サイクリングサイエンス コラム 第22回 / リバウンドの危機

正月も過ぎ、お休み気分もゆっくりと元の日常に戻りつつあるこの頃。休暇期間中に体重が増えてしまった方も多いのではないでしょうか。いつもより少し数字の増えた体重計を眺めながら、「今年は〇kg痩せよう」「富士ヒルまでに〇kg減らそう」など、ダイエットの計画を立てている方もいることでしょう。今回はこの減量に関する落とし穴について解説していきます。

INDEX


▷体重の増減を繰り返すリバウンドとは


▷増減を繰り返すと病気になりやすい


▷ダイエットの繰り返しは脂質・糖代謝を狂わせる


▷人間は短期間では太らないし痩せない


▷減量は筋トレとセットで


▷貴方に減量は必要ですか?


▷意図しない体重の変化は病気が隠れているかも


体重の増減を繰り返すリバウンドとは

ダイエットに成功して痩せたものの、リバウンドして体重が元に戻ってしまった、もしくは元より増えてしまった。こんな話はどこでも聞く話です。減量後に体重がもとに戻ってしまうことを医学的にはweight cyclingと呼びます。体重がヨーヨーのように戻ってしまうことからヨーヨーダイエットと呼ばれることもあります。この体重サイクル、残念ながら楽しいサイクリングではなく、我々の健康をむしばむ恐ろしいサイクリングなのです。

具体的にどれほどの変化量を定義するのかはいまだにはっきりとした定義は確立されていませんが、体重のベースラインの4-5%以上変化することを指すことが多いです。肥満が増加し痩身がもてはやされた現代において、ダイエットは大きく普及しました。その結果、米国の成人の4人に3人がダイエットを経験し、平均7.8回の体重減少・増加のサイクルを経験していると報告されています。しかし、ダイエットを経験したことのある方ならばご存じのとおり、減らした体重を維持することはとても容易ではありません。残念なことに、減量に成功したのちにそれを維持できたのは僅か10%未満という報告もあります。

さらに一般的なダイエットに限らず、アスリートは自分が挑む競技によっては意図的に体重サイクルを起こしていることもあります。例えば、ボディビル競技者は体重の増量期と減量期をわけてトレーニングし、筋肉量をあげつつ脂肪をギリギリまで削ぎ落した身体を作り上げます。体重階級のあるスポーツでも過酷な減量を行う競技者も多いでしょう。

増減を繰り返すと病気になりやすい

この体重サイクル(リバウンド)ですが、急激な増減を頻繁に繰り返すと健康になるどころかむしろ不健康になるという報告が近年増え続けています。
· · · ·
**課題一覧:**
1: 次の (a)〜(c) がリバウンドに関するコラムの内容と合っているか、「はい」か「いいえ」で判定し、根拠となる箇所を原文のまま引用してください。(a) 米国の成人の4人に3人がダイエットを経験したと報告されている。(b) 体重サイクルとみなす変化量には、はっきりとした定義が確立されている。(c) 減量に成功した人のおよそ半数がその体重を維持できている。
2: リバウンドに関するコラムによると、体重が元に戻ってしまう現象は、その様子からweight cycling以外に何と呼ばれることがありますか。
3: リバウンドに関するコラムの続きを、最後の文の後から書いてください。

[データセットからの抜粋]
· · · ·
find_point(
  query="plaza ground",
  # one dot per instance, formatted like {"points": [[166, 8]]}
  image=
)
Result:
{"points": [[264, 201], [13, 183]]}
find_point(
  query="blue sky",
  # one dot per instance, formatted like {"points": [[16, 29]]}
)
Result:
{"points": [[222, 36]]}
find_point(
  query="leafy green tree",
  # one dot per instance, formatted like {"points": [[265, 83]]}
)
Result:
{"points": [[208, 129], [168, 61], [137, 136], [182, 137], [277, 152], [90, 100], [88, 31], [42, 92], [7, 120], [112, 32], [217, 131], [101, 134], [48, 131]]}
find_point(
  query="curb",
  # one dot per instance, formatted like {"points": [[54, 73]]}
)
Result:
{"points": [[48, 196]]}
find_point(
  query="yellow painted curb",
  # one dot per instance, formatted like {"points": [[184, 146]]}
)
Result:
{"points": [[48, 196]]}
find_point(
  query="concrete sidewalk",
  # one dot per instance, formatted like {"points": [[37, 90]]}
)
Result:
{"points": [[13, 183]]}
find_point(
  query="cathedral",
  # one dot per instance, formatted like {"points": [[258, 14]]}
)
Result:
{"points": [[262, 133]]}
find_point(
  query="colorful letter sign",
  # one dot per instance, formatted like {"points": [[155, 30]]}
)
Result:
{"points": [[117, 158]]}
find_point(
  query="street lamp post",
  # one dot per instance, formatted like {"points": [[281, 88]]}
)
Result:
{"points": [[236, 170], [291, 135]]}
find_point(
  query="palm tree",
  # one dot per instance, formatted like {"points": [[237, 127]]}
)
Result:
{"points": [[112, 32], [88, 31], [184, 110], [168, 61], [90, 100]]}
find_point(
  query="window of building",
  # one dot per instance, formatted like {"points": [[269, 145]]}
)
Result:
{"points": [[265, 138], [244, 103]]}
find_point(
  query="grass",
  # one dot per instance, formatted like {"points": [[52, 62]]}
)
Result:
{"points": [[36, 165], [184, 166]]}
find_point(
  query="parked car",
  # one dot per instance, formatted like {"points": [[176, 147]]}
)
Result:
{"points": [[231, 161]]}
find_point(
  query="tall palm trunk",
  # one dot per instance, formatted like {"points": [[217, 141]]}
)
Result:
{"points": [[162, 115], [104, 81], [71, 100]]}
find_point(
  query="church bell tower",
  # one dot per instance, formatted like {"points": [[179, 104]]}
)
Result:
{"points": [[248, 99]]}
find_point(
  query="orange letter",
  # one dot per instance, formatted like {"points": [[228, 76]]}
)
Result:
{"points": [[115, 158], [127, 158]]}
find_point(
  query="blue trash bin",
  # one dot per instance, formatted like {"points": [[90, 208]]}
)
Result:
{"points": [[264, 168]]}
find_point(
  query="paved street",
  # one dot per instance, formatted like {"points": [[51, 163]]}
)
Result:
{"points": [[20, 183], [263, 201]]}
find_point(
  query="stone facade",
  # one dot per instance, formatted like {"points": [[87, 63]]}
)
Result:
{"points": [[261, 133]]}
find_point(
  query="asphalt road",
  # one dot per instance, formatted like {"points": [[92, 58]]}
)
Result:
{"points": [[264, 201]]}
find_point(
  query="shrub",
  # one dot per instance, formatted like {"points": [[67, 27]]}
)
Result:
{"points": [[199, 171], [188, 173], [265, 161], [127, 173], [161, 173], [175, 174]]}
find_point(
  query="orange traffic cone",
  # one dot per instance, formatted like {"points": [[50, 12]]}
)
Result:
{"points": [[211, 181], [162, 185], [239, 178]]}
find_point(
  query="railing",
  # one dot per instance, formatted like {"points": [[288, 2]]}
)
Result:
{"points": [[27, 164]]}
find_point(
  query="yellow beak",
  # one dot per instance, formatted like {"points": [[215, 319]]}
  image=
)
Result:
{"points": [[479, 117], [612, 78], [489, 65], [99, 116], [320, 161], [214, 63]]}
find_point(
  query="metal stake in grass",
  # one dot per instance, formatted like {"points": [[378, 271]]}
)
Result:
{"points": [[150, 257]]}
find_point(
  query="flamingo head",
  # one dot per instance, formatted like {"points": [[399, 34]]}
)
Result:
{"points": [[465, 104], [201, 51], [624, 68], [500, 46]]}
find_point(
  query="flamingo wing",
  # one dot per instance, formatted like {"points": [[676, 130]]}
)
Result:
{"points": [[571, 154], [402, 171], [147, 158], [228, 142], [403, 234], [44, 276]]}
· · · ·
**解答例:**
1:
(a) はい。「米国の成人の4人に3人がダイエットを経験し」
(b) いいえ。「いまだにはっきりとした定義は確立されていません」
(c) いいえ。「減量に成功したのちにそれを維持できたのは僅か10%未満という報告もあります」

2: ヨーヨーダイエット

3:
2019年に発表された体重変動と疾患リスクを調べた研究では、体重変動は全死因および心血管疾患による高い死亡率と関連していることが分かりました。また、体重サイクルの変動が大きい群では高血圧の罹患率も高くなると報告されています。さらにこの研究では、肥満群が体重サイクルを繰り返すよりも、正常体重群が体重サイクルを繰り返すほうがより悪影響が大きく出ています。

図1. 体重サイクルと死亡率の関係:サイクルを繰り返すと心血管疾患での死亡率が上昇する。参照より筆者作成


近年の研究では体重変動が複数の疾患リスクと関連していることがわかっています。関連性が報告されている疾患は、子宮内膜ガン、腎臓ガン、糖尿病、うつ病などです。

ダイエットの繰り返しは脂質・糖代謝を狂わせる

なぜ体重サイクルがこのように様々な疾患と関連があるのでしょうか。現在考えられている大きな要因は、体重の変動が代謝障害を引き起こすというものです。

減量のために意図的にカロリー制限を行うと、身体は脂肪と共に筋肉も分解して生命維持のエネルギーを確保します。体重が落ちたあとに食事をもとに戻してしまうと、ダイエット前よりも筋肉が落ちた状態なので太りやすく、脂肪がついて体重がもとに戻ってしまいます。
すなわち、一度ダイエットしてリバウンドした時、その体はダイエット以前よりも筋肉が少なく脂肪の多い状態になってしまうのです。このサイクルを繰り返せば繰り返すほど、筋肉はますます減り脂肪はどんどん増えていきます。

図2:リバウンドが身体に与える影響。筆者作成。

また脂肪は量だけでなくどこについているかも重要です。脂肪はさまざまな生理活性物質を放出し、生活習慣病を引き起こしますが、その危険性は脂肪の蓄積部位によって変化します。内臓周囲に蓄積する内臓脂肪は、体表付近につく皮下脂肪と比較して、よりダイレクトに内臓に悪影響を及ぼします。

図3:内臓脂肪からのアディポサイトカインが作用する模式図。筆者作成。


リバウンドの恐ろしいところは、脂肪の中でも内臓脂肪が増えてしまう点です。体重サイクルを繰り返すと、皮下脂肪組織が内臓脂肪へ移動するという報告があります。身体の中にある脂肪量は同じでも、健康への悪影響が大きくなる内臓脂肪の割合が増えてしまうことになるのです。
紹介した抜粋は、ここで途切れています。